### EXERCISE GOAL
Could you extract every entry below and reproduce it exactly?

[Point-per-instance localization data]
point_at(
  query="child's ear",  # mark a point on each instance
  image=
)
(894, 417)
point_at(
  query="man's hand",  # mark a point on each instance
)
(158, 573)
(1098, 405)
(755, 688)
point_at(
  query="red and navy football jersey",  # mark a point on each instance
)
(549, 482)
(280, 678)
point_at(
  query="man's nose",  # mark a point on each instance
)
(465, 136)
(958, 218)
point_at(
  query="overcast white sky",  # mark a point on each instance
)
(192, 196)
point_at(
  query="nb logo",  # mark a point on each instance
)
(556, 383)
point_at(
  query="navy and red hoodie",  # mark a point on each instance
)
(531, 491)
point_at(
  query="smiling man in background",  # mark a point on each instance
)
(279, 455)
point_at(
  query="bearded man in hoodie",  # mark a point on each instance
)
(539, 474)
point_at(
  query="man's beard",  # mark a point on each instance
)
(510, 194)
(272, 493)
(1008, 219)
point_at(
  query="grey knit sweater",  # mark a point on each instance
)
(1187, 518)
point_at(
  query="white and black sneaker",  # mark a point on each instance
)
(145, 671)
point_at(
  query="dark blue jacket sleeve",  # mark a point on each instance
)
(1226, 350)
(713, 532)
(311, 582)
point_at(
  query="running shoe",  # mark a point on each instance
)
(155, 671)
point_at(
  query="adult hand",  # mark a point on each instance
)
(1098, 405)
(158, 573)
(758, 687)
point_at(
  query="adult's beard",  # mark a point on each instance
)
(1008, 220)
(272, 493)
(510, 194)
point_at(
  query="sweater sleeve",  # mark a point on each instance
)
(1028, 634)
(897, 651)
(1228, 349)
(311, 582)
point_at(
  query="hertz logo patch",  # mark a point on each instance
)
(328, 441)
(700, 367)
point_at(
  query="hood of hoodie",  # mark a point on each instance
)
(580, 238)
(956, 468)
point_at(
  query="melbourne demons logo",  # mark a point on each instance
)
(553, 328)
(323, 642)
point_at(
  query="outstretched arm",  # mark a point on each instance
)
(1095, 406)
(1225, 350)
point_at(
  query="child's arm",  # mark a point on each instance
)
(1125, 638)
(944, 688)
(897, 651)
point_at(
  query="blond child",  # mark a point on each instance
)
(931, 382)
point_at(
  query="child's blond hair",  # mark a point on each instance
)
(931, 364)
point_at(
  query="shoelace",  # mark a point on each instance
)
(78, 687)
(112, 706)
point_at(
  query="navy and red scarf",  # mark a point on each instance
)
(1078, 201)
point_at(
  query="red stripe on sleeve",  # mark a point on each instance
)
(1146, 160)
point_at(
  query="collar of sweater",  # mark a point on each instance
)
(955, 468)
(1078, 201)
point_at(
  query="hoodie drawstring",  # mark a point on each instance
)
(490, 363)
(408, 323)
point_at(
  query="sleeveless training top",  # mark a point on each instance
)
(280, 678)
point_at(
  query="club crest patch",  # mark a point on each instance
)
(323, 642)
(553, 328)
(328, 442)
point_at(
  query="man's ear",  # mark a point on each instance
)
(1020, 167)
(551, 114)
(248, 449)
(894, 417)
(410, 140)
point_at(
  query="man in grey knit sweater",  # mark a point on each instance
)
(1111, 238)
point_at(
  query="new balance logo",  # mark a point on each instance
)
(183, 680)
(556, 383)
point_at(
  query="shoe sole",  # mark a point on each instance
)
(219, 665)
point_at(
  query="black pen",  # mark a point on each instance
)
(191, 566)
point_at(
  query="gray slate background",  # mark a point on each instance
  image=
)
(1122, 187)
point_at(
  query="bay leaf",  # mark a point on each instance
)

### RESULT BELOW
point_at(
  query="child's ear",  # mark a point on each instance
  image=
)
(894, 417)
point_at(
  query="man's hand",  # mark a point on each instance
)
(158, 573)
(1098, 405)
(755, 688)
point_at(
  query="red and navy football jersey",  # mark a point on each instance
)
(549, 482)
(280, 678)
point_at(
  query="man's nose",  # mark a point on each instance
)
(465, 136)
(958, 218)
point_at(
  query="overcast white sky",  # mark a point on each instance
)
(192, 196)
point_at(
  query="nb logo",  # mark a point on each instance
)
(556, 383)
point_at(
  query="navy and red hoodie",  # mark a point on each instance
)
(531, 491)
point_at(
  query="smiling man in background",  # mark a point on each instance
)
(279, 455)
point_at(
  query="bearded man in hoodie",  # mark a point on each instance
)
(539, 474)
point_at(
  query="man's beard",  # mark a point on each instance
)
(510, 194)
(272, 493)
(1008, 219)
point_at(
  query="grey knit sweater",  # mark a point on each instance
)
(1187, 518)
point_at(
  query="white and black sneaker",  # mark a point on each instance
)
(145, 671)
point_at(
  query="dark blue jacket sleeve",  # mark a point on each instance
)
(1226, 350)
(713, 532)
(311, 582)
point_at(
  query="running shoe",  # mark a point on each instance
)
(155, 671)
point_at(
  query="adult hand",  # mark a point on each instance
)
(1098, 405)
(158, 573)
(758, 687)
point_at(
  query="adult's beard",  # mark a point on each instance
)
(1008, 220)
(272, 493)
(510, 194)
point_at(
  query="sweater sleeve",  # mark a point on each instance
)
(1028, 634)
(897, 651)
(1228, 349)
(311, 582)
point_at(
  query="hertz logo patch",  # mark a point on each instance
)
(328, 441)
(700, 367)
point_at(
  query="hood of hoodie",  # mark a point on each instance
)
(580, 238)
(956, 468)
point_at(
  query="melbourne demons logo",  # mark a point on each instance
)
(553, 328)
(323, 642)
point_at(
  query="outstretched arm",  # mark a point on each instance
)
(1095, 406)
(1225, 350)
point_at(
  query="child's arm",  # mark a point on each instance
)
(1125, 638)
(944, 688)
(897, 651)
point_at(
  query="blond child",  # mark a point on each instance
)
(931, 382)
point_at(
  query="child's blond hair",  # mark a point on each instance
)
(931, 364)
point_at(
  query="shoelace",  # mark a point on each instance
)
(78, 687)
(112, 706)
point_at(
  query="navy and red scarf",  # mark a point on each instance
)
(1078, 201)
point_at(
  query="red stripe on sleeve",  # mark a point on each instance
)
(1146, 160)
point_at(
  query="collar of sweater",  # mark a point on each instance
)
(955, 468)
(1078, 201)
point_at(
  query="hoodie drawstring",  # mark a point on each instance
)
(490, 363)
(408, 323)
point_at(
  query="sleeveless training top",  # mark a point on each instance
)
(280, 678)
point_at(
  query="club crest patch",  # mark a point on each instance
)
(323, 642)
(553, 328)
(328, 442)
point_at(
  query="man's ear",  # mark a point on each instance
)
(1020, 167)
(551, 114)
(248, 449)
(894, 417)
(410, 140)
point_at(
  query="man in grey knit sweater",  # mark a point on each instance
)
(1111, 238)
point_at(
  query="new balance logo",  # mark a point on each instance
)
(183, 680)
(556, 383)
point_at(
  query="shoe sole",  # mark a point on each instance
)
(219, 665)
point_at(
  query="black pen",  # mark a point on each instance
)
(191, 566)
point_at(
  query="gray slate background",  # mark a point on each instance
  image=
)
(1122, 187)
point_at(
  query="bay leaf",  # mark a point on each instance
)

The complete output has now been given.